What you will do
**A)** From the article on the REAL SIMPLE Home penthouse, extract the passage from "The penthouse occupied" up to and including "to ordinary homes.".
**B)** Write the next part of the article on the REAL SIMPLE Home penthouse, starting right after its final sentence.

Page text
---
Drew Barrymore has spent much of her life in front of cameras, but her latest starring role required paint samples, furniture plans, and a serious discussion about cucumber water. For the 2025 REAL SIMPLE Home, the actress, producer, talk-show host, and entrepreneur was invited to design a wellness room within a luxury New York City penthouse.

The project was part of REAL SIMPLE’s eighth annual ideas home. Instead of decorating just one residence, the magazine assembled designers, organizers, and content creators to transform two apartments at One Park Row in Lower Manhattan: a four-bedroom penthouse and a separate two-bedroom DIY Annex.

The penthouse occupied the upper levels of the newly constructed building and featured floor-to-ceiling windows, two stories, generous bedrooms, sweeping city views, and a roughly 1,500-square-foot terrace. It was a glamorous blank canvas, but the goal was not simply to produce another untouchable designer showcase. REAL SIMPLE Home projects traditionally combine attractive interiors with attainable organization strategies, functional layouts, and ideas readers can adapt to ordinary homes.
---
Excerpts from point annotation data

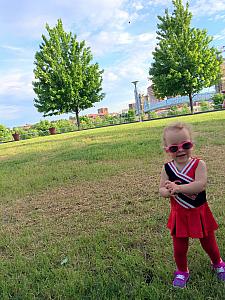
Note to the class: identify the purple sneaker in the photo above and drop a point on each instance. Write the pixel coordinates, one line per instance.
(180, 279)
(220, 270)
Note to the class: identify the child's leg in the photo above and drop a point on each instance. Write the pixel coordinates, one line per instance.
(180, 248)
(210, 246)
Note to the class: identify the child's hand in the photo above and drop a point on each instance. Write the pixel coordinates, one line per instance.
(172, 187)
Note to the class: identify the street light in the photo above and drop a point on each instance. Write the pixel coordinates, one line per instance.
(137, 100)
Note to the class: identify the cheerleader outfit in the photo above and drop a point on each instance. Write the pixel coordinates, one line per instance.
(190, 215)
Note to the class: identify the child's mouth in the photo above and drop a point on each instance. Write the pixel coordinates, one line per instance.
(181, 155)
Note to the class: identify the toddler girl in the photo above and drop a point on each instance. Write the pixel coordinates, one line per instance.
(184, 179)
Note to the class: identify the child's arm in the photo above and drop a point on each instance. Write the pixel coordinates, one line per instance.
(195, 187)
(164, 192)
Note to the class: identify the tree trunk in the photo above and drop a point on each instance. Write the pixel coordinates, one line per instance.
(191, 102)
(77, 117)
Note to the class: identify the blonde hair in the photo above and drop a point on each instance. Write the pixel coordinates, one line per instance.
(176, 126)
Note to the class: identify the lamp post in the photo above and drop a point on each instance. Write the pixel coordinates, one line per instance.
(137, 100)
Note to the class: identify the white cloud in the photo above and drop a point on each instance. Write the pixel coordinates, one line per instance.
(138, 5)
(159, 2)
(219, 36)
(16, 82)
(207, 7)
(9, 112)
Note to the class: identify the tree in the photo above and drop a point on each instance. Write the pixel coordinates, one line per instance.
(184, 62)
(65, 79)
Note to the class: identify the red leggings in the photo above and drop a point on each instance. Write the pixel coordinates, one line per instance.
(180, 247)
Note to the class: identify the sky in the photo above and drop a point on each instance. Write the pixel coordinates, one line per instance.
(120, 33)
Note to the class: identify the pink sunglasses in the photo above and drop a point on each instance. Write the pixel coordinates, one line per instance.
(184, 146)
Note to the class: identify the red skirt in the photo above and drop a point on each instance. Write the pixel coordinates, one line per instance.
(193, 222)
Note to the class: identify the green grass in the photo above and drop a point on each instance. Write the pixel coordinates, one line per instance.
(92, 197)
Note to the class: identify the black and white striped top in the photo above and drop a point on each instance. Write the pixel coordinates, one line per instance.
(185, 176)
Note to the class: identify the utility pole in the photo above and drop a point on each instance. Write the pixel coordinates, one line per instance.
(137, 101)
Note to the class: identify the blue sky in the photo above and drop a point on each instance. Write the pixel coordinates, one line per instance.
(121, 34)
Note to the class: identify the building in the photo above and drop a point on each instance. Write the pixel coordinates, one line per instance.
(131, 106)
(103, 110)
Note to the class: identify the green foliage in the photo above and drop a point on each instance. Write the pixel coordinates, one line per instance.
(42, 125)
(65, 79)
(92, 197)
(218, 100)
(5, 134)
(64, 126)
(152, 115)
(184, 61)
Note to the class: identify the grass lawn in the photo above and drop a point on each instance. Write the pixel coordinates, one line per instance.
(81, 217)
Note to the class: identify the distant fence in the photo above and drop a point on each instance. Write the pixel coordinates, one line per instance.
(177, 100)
---
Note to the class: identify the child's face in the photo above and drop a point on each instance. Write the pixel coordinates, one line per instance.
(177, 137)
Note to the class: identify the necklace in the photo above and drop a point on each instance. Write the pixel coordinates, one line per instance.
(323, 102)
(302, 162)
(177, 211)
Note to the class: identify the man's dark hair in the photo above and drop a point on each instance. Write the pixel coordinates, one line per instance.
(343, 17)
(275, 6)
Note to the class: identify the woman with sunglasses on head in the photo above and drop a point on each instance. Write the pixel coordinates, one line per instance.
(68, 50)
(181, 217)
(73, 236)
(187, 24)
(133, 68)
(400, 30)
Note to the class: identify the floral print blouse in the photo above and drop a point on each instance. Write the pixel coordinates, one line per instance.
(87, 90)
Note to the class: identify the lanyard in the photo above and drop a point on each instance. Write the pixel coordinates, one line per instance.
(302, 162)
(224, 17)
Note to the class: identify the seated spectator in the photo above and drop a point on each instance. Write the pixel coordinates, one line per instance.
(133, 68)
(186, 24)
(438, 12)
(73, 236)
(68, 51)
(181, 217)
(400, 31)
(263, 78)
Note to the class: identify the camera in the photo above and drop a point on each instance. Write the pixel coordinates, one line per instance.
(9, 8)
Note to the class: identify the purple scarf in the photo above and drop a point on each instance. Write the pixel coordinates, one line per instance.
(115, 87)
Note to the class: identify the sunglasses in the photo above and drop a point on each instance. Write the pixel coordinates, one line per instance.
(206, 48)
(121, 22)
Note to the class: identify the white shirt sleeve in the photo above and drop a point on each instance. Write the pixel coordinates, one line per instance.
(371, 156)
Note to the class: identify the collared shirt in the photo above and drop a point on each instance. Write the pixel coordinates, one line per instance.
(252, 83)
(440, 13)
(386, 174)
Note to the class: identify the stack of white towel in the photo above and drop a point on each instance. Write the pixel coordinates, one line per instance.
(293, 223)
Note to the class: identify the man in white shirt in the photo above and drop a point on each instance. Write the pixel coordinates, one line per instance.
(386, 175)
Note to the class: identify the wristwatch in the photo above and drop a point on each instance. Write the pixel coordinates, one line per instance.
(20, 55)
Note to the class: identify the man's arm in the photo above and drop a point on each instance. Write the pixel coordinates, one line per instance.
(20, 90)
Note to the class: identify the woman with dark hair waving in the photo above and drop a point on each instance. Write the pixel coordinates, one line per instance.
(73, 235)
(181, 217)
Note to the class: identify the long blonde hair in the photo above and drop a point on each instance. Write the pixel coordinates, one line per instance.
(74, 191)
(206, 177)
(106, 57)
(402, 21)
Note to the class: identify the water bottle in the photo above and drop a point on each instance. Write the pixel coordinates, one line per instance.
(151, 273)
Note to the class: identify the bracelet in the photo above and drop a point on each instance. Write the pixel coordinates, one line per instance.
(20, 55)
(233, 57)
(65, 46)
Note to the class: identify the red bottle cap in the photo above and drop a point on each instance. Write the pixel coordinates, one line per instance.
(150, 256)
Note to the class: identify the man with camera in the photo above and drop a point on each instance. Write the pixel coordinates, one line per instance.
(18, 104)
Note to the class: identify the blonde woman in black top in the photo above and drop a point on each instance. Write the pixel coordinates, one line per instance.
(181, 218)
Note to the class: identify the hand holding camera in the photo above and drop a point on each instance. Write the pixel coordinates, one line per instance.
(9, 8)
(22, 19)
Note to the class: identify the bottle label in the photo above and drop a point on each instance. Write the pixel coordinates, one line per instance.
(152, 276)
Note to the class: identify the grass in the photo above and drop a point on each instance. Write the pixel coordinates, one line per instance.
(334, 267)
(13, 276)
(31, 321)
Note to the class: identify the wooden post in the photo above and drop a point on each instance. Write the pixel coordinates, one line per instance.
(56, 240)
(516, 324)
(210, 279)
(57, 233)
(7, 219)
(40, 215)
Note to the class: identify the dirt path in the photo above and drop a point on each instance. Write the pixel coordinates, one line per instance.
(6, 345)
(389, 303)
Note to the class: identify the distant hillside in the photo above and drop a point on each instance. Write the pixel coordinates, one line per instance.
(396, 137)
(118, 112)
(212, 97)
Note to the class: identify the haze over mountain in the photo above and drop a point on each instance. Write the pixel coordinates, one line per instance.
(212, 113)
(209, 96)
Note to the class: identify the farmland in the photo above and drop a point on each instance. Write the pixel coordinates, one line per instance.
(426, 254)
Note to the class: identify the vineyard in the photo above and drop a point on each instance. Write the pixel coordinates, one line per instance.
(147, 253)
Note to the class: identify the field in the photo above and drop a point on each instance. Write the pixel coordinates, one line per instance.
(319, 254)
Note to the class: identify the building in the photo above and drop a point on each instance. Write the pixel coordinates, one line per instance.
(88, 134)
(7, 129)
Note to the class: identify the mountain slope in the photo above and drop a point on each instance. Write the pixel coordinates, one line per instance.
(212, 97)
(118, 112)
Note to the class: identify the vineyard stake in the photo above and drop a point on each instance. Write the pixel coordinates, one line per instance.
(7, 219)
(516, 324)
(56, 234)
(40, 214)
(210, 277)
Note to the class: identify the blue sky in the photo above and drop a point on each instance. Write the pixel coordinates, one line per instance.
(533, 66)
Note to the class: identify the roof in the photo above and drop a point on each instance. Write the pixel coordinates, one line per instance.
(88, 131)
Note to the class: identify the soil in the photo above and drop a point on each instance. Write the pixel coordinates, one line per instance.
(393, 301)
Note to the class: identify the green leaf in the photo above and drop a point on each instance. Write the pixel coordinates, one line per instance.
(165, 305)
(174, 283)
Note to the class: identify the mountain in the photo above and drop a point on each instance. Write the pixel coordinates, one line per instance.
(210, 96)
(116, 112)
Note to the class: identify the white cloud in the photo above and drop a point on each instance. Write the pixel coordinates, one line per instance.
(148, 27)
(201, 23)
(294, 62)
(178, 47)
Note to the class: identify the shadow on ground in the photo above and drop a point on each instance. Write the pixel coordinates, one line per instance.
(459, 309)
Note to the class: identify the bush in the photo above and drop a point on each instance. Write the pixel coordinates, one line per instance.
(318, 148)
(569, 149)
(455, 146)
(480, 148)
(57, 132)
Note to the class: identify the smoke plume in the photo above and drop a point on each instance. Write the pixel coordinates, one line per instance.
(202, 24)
---
Answers to each task
**A)**
The penthouse occupied the upper levels of the newly constructed building and featured floor-to-ceiling windows, two stories, generous bedrooms, sweeping city views, and a roughly 1,500-square-foot terrace. It was a glamorous blank canvas, but the goal was not simply to produce another untouchable designer showcase. REAL SIMPLE Home projects traditionally combine attractive interiors with attainable organization strategies, functional layouts, and ideas readers can adapt to ordinary homes.

**B)**
Barrymore fit that mission particularly well. Her Beautiful by Drew product line has made furniture, appliances, cookware, lighting, art, and decorative accessories available to a broad audience through Walmart. Her taste may be expressive, but it is rarely icy or intimidating. She likes homes that look collected, comfortable, and inhabited by actual humanspossibly humans who have misplaced a sock.

What Drew Barrymore Envisioned for Her Wellness Room

Barrymore did not approach the assignment by installing a treadmill and calling it a day. She first considered what wellness actually meant to her. The answer was not relentless self-optimization or waking up at 4:30 a.m. to drink something green. It was the simpler act of remembering to include yourself in your own life.

Her concept became a transitional space where someone could sit down, let go of the morning, stop rehearsing the afternoon, and spend a few moments in the present. She compared its emotional purpose to the beginning of a meditation or exercise class, when an instructor asks participants to release their to-do lists and focus on where they are.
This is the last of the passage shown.